C'est de cette question que ce texte voudrait discuter.
La
crise écologique conséquence ultime de la contradiction fondamentale
du capitalisme
L'un des arguments du courant écosocialiste, auquel on ne peut que souscrire,
est la nécessité de lier la crise écologique au capitalisme
et à ses contradictions, et donc de n'envisager de résoudre cette
crise que dans le cadre de la perspective du socialisme. " (
)
nous avons besoin de bâtir un socialisme capable de résoudre les
crises que le capital a créées " (Manifeste écosocialiste
international, 2001).
En effet, sous ses différents aspects, la crise écologique est
la conséquence des mécanismes même de l'économie
capitaliste.
Le productivisme ravageur est inhérent au mode de production capitaliste
qui ne repose que sur la recherche du profit, dans le cadre d'un marché
international soumis aux lois de la concurrence. Dans ce cadre, la production
n'est pas, et ne peut pas être, tournée vers la satisfaction des
besoins sociaux réels
Elle ne vise qu'à produire, avec la
meilleure rentabilité possible, des marchandises qui doivent être
vendues pour réaliser une plus-value. Elle ne s'intéresse donc
qu'aux besoins solvables, quitte à créer de faux besoins en imposant
des modes de vie dont l'automobile individuelle est devenue un des symboles.
Dans un tel cadre, toute la société est traversée par une
série de contradictions : le productivisme aiguillonné par la
course au profit et la concurrence engendrent en permanence accumulation de
richesses et pauvreté, gaspillage et pénurie, progrès techniques,
gain de productivité et désastre écologique, pollution,
bouleversement du climat.
La crise écologique est le produit du fonctionnement du capitalisme et,
pour les mêmes raisons, le capitalisme est aussi totalement incapable
d'y faire face. Cette incapacité trouve son origine dans les mécanismes
fondamentaux du mode de production capitaliste.
Comme le rappelle le manifeste écosocialiste international : " (
)
le système capitaliste ne peut réguler, et encore moins surmonter,
les crises qu'il a engendrées. Il ne peut résoudre la crise écologique
parce qu'il devrait poser des limites à l'accumulation. (
) "
Mais la question se pose de quelle accumulation parlent les auteurs du texte
? Et c'est là qu'il y a confusion car la suite du texte introduit une
ambigüité qui se retrouve dans tout le raisonnement des écosocialistes.

=====

Objectif —
Recopiez le passage du texte sur la crise écologique et le capitalisme, à partir des mots « le système capitaliste » jusqu'aux mots « raisonnement des écosocialistes. » inclus.

Enregistrements extraits —

=====

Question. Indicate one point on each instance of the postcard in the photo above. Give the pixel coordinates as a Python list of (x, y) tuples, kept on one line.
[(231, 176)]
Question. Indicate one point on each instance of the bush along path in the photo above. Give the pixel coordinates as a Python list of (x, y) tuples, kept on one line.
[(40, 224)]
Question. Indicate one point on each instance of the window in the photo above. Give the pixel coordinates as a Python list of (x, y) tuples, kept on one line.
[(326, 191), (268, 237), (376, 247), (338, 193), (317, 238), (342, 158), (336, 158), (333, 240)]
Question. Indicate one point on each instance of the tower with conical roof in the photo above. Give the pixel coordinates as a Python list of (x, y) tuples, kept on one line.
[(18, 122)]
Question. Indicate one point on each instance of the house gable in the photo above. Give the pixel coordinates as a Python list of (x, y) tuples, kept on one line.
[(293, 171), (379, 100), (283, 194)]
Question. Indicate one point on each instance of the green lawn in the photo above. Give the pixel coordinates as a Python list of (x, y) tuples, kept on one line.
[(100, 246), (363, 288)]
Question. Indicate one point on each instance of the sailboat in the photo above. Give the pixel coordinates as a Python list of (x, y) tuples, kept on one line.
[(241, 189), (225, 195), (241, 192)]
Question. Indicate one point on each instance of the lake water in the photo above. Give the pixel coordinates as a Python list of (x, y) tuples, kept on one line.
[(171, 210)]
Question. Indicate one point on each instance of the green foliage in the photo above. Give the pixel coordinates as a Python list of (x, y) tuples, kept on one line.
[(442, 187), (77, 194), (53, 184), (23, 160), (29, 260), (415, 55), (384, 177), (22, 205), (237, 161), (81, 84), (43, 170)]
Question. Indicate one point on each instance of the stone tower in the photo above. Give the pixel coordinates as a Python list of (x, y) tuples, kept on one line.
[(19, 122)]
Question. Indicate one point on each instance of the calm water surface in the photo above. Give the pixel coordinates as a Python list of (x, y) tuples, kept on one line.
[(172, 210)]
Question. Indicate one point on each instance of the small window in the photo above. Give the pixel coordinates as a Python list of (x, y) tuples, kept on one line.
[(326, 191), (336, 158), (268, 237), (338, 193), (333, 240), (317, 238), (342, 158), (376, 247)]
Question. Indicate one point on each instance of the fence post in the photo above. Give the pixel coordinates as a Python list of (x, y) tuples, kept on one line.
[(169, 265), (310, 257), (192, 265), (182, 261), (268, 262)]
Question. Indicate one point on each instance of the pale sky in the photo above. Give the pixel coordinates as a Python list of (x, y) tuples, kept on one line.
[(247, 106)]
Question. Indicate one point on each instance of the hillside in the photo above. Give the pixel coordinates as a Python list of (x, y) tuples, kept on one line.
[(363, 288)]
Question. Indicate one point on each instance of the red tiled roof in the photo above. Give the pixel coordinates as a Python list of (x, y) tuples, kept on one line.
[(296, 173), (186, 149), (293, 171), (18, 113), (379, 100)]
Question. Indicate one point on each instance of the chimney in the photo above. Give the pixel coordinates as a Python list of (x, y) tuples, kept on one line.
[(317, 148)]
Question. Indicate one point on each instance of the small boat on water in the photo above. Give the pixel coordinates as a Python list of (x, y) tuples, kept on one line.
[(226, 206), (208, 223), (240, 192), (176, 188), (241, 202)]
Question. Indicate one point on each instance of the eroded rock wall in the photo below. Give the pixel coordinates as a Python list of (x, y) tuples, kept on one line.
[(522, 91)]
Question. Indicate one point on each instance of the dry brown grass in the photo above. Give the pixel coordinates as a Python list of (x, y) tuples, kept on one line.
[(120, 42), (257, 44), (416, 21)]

=====

Réponse finale —
le système capitaliste ne peut réguler, et encore moins surmonter,
les crises qu'il a engendrées. Il ne peut résoudre la crise écologique
parce qu'il devrait poser des limites à l'accumulation. (
) "
Mais la question se pose de quelle accumulation parlent les auteurs du texte
? Et c'est là qu'il y a confusion car la suite du texte introduit une
ambigüité qui se retrouve dans tout le raisonnement des écosocialistes.